Data for this exercise -

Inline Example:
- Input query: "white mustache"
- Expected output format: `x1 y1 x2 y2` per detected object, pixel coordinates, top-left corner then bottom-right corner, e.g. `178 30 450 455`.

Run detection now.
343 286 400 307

Required work -
Could you transcribe every record above exactly as it appears?

The completed task -
Inline Example:
- Input query: "white mustache"
- Expected output format: `x1 y1 x2 y2` per detected object, pixel coordinates, top-left corner then bottom-right corner, e.g. `178 30 450 455`.

Run detection now.
343 286 400 307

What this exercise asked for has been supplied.